Task statement: Return the records exactly, keeping every line as it is.

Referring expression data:
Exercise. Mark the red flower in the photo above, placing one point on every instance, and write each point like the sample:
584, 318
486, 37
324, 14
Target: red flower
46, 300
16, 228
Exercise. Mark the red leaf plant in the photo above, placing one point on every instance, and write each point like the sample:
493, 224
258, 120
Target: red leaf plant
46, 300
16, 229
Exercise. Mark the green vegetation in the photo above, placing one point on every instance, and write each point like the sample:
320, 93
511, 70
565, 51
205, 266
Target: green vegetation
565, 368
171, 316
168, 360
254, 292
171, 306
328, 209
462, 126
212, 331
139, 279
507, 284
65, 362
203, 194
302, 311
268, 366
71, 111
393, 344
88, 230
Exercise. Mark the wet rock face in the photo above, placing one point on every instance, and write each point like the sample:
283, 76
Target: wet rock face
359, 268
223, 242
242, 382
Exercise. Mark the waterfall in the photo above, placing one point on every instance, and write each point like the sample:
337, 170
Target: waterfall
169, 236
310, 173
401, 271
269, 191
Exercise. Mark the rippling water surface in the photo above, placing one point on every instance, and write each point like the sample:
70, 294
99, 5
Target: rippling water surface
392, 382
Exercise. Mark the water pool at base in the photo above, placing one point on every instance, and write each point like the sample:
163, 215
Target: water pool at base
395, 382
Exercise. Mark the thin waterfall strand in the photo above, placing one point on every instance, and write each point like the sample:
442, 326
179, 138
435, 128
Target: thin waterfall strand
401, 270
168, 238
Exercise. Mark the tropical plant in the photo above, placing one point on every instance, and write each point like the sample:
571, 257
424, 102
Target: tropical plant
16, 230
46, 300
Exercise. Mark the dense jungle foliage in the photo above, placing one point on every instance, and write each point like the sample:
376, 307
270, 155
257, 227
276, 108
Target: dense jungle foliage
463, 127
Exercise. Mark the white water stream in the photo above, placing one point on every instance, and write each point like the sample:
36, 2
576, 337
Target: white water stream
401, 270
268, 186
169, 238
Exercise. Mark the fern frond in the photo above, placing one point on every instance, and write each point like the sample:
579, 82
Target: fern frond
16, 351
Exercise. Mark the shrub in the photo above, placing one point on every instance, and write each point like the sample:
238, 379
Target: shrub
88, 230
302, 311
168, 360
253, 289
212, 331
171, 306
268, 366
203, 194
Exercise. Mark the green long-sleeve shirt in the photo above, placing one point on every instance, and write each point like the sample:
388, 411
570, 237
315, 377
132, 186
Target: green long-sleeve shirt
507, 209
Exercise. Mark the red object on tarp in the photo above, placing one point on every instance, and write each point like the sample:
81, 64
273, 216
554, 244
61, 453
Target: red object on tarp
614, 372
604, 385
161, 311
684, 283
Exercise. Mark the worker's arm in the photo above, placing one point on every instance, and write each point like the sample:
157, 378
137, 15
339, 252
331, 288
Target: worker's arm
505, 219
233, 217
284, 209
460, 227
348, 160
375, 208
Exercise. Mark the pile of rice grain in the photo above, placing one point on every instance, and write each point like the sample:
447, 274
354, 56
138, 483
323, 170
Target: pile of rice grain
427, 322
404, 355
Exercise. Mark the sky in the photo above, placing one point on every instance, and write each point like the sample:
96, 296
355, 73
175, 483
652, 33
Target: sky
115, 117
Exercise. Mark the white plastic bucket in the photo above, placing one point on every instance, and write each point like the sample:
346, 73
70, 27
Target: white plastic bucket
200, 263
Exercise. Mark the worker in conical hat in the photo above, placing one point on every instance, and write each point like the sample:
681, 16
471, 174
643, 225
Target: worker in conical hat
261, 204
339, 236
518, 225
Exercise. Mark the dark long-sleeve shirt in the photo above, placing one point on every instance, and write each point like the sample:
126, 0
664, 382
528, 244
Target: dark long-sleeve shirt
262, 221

Exercise answer:
Exercise. Mark the red flower in the photo above, placing one point on every instance, and write each point like the sample:
584, 318
486, 37
324, 14
Target: red flower
46, 300
16, 228
Exercise. Mark the red leaf plant in the photo above, placing one point on every instance, and write each point like the sample:
493, 224
258, 120
Target: red leaf plant
46, 300
16, 229
Exercise. Mark the green vegetation in the photo above, placing one point on every instance, and write each point like the sample:
320, 93
511, 70
565, 51
205, 266
Target: green vegetation
565, 368
171, 316
168, 360
254, 292
171, 306
328, 209
462, 126
212, 331
139, 279
507, 284
65, 362
203, 194
302, 311
268, 366
71, 111
393, 344
88, 230
Exercise. Mark the wet rock face in the photo above, placing one point on every instance, and write each point like the sample:
283, 76
Target: wet rock face
359, 268
223, 242
242, 382
Exercise. Mark the waterfall in the photo above, placing one point on every instance, and write each point like the sample:
337, 170
Target: waterfall
169, 236
310, 173
401, 271
269, 191
Exercise. Mark the rippling water surface in the photo above, placing one point on every instance, and write each point like the sample:
70, 294
99, 5
Target: rippling water surface
392, 382
Exercise. Mark the water pool at base in the photo above, placing one point on every instance, and write each point like the sample:
163, 215
Target: water pool at base
395, 382
Exercise. Mark the thin waterfall strand in the photo above, placing one point on every instance, and write each point like the sample:
442, 326
179, 138
435, 128
Target: thin waterfall strand
401, 270
168, 238
Exercise. Mark the tropical plant in the photo above, placing one point on every instance, and write each point like the sample:
571, 257
424, 102
Target: tropical plant
16, 230
46, 300
Exercise. Mark the dense jungle foliage in the photo above, placing one point on every instance, and write each point like the sample:
376, 307
270, 155
257, 227
276, 108
Target: dense jungle foliage
463, 127
Exercise. Mark the white water stream in the photo above, placing one point on every instance, and write each point like the sample:
36, 2
576, 337
Target: white water stream
401, 270
268, 186
169, 238
Exercise. Mark the fern frond in the photo above, placing one point on every instance, and write each point like the sample:
579, 82
Target: fern frond
16, 351
Exercise. Mark the shrub in the photo above, placing one point on every instance, and write each point like the sample:
238, 379
Target: shrub
88, 230
302, 311
168, 360
253, 289
212, 331
171, 306
268, 366
203, 194
Exercise. Mark the green long-sleeve shirt in the photo above, placing one point on every instance, and write each point like the sample:
388, 411
570, 237
315, 377
132, 186
Target: green long-sleeve shirt
507, 209
Exercise. Mark the red object on tarp in the photo above, placing one point on every instance, and write each point like the sample:
81, 64
273, 216
554, 244
61, 453
Target: red object on tarp
614, 372
604, 385
161, 311
684, 283
Exercise. Mark the worker's arm in the photo above, placing one point on every instance, and write each point like the sample:
157, 378
137, 15
339, 252
331, 288
Target: worker's arm
505, 219
233, 217
284, 209
460, 227
348, 160
375, 208
Exercise. Mark the pile of rice grain in the photo above, placing one point on every instance, and write each point like the sample:
447, 274
354, 56
138, 483
323, 170
Target: pile of rice grain
427, 322
404, 355
Exercise. Mark the sky in the photo above, placing one point on every instance, and write each point like the sample:
96, 296
355, 73
175, 483
652, 33
Target: sky
115, 117
Exercise. Mark the white plastic bucket in the photo above, placing one point on every instance, and write each point like the sample:
346, 73
70, 27
Target: white plastic bucket
200, 263
Exercise. Mark the worker in conical hat in the photo above, placing one point on every instance, and write each point like the sample:
681, 16
471, 174
643, 225
Target: worker in conical hat
261, 204
339, 236
518, 225
Exercise. Mark the dark long-sleeve shirt in the photo above, placing one point on every instance, and write each point like the sample:
126, 0
664, 382
528, 244
Target: dark long-sleeve shirt
262, 221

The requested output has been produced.